*DIRECTIONS*:
Go line by line through the entries below and copy those containing the string "wooden".

*INPUT FOR THIS TASK*:
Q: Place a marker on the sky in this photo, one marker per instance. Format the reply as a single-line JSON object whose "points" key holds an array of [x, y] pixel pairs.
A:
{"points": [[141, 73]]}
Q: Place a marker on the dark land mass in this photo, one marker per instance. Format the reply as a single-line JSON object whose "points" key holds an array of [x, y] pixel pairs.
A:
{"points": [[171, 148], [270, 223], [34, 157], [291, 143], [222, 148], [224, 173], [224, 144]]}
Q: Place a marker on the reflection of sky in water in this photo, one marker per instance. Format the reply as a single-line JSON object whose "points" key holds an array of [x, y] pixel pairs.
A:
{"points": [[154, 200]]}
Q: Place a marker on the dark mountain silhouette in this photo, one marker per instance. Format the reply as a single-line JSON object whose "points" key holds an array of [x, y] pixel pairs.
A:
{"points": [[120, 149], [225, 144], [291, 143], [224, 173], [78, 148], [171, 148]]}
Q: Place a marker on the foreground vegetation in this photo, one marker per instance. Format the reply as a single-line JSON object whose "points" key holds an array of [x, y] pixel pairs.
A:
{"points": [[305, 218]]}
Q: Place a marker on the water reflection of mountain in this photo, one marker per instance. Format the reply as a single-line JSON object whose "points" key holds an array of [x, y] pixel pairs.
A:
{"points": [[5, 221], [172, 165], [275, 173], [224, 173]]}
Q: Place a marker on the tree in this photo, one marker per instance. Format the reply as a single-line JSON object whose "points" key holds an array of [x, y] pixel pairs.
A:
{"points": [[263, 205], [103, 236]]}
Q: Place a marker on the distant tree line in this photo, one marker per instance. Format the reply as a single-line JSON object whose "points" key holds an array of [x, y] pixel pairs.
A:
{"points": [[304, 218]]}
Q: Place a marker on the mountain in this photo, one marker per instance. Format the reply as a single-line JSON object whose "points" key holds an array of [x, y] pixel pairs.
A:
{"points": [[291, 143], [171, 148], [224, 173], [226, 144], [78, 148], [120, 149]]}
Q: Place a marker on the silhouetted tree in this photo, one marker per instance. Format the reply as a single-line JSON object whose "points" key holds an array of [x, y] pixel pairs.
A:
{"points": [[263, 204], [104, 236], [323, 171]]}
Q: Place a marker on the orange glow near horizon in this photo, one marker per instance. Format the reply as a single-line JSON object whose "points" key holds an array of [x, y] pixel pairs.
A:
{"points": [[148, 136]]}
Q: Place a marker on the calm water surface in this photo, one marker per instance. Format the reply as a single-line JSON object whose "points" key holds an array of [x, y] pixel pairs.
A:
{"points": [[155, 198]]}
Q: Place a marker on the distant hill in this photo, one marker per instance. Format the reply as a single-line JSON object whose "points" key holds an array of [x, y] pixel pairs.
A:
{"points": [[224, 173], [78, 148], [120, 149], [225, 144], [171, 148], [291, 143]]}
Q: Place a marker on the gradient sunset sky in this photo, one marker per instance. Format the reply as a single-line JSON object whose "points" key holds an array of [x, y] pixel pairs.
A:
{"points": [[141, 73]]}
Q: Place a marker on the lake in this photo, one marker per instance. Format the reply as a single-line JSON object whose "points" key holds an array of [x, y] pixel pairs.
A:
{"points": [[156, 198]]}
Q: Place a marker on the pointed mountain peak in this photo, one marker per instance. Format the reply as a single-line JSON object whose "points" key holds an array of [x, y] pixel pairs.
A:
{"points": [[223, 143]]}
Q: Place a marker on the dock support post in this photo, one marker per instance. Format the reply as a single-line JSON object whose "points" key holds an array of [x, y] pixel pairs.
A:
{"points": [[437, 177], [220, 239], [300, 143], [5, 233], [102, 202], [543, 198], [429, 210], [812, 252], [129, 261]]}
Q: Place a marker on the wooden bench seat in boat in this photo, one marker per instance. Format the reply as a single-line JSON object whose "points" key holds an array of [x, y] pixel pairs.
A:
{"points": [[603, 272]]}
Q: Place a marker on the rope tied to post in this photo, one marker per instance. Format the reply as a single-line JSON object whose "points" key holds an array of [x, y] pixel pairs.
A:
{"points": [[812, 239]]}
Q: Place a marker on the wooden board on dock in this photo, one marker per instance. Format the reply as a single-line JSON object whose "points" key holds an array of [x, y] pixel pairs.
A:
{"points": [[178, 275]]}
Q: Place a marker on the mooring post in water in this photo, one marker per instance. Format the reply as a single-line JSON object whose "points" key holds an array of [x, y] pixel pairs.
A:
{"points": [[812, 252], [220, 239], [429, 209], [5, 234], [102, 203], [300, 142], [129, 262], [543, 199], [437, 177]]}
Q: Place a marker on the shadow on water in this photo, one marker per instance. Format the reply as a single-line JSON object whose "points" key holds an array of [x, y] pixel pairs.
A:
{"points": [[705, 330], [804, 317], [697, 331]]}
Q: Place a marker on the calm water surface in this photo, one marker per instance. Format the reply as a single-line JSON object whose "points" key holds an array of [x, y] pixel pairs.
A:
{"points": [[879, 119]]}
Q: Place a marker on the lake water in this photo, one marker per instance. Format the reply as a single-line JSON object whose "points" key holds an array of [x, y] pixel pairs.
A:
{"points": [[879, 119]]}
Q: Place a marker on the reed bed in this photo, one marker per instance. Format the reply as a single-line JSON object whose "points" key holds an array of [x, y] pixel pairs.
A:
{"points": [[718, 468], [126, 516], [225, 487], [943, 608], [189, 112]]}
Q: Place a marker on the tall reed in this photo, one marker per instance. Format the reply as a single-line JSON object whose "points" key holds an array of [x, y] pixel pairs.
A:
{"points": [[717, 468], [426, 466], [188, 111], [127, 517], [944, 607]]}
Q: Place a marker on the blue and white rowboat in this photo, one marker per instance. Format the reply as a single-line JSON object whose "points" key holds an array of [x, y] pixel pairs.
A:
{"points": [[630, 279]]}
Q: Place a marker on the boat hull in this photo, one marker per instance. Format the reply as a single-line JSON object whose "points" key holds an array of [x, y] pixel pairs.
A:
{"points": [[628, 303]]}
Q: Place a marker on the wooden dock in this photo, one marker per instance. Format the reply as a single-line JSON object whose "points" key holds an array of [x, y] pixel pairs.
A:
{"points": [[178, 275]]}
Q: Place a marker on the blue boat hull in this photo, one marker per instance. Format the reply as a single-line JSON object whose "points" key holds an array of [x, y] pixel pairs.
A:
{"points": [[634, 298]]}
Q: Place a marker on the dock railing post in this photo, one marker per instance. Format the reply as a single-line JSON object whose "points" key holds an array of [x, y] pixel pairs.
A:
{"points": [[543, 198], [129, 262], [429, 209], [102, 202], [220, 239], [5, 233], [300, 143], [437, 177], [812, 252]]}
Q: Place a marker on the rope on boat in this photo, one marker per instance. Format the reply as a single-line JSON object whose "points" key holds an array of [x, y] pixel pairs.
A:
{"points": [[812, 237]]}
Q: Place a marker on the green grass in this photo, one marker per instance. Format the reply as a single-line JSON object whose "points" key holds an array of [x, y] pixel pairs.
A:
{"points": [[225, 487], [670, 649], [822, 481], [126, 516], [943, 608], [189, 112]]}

*OUTPUT BELOW*:
Q: Place a marker on the wooden bench seat in boat in this photo, one marker per instance. Format the reply as a single-line JSON object whose "points" key holds an array of [x, y] pixel pairs.
Q: Place a marker on the wooden board on dock in this photo, one marker per instance. Format the reply as a single-line JSON object whose "points" key holds an array of [x, y] pixel pairs.
Q: Place a marker on the wooden dock in this photo, one marker per instance. Format the reply as a single-line JSON object whose "points" key holds an array of [x, y] pixel pairs.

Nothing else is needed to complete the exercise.